- **WHAT IS REQUIRED**: Can you copy each of the entries below character for character, leaving out the pictures?

─── SOURCE DATA

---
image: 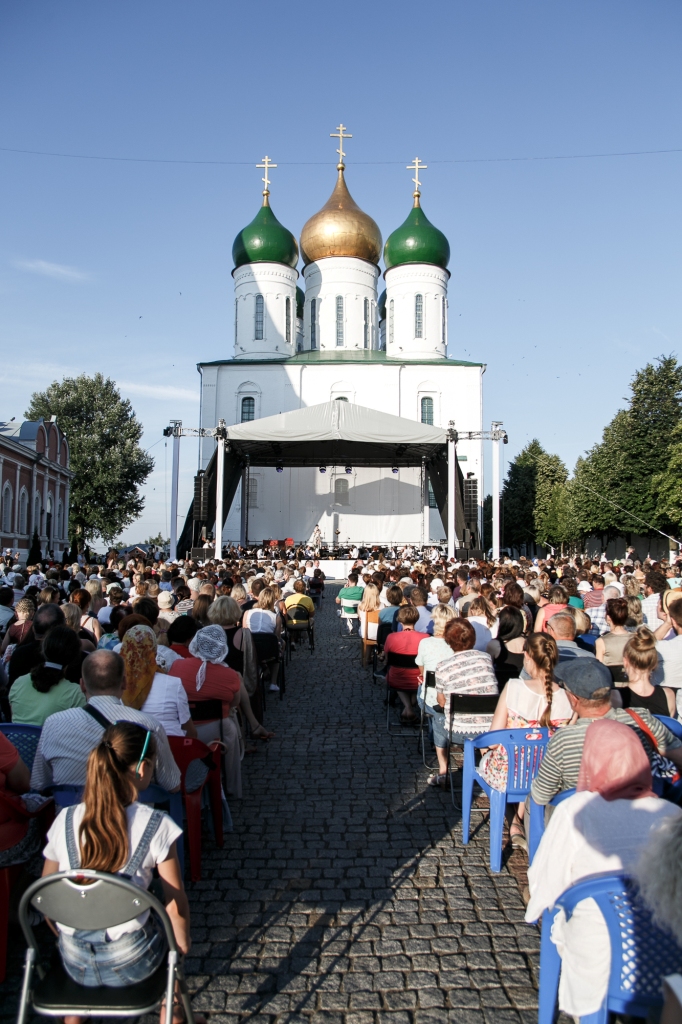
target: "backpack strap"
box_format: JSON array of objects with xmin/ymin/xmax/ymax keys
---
[
  {"xmin": 119, "ymin": 811, "xmax": 164, "ymax": 879},
  {"xmin": 65, "ymin": 805, "xmax": 81, "ymax": 870}
]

──────

- **ANSWER**:
---
image: 
target: "backpack strap"
box_format: JSON array of objects with xmin/ymin/xmax/ymax keys
---
[
  {"xmin": 119, "ymin": 811, "xmax": 164, "ymax": 879},
  {"xmin": 65, "ymin": 805, "xmax": 81, "ymax": 870}
]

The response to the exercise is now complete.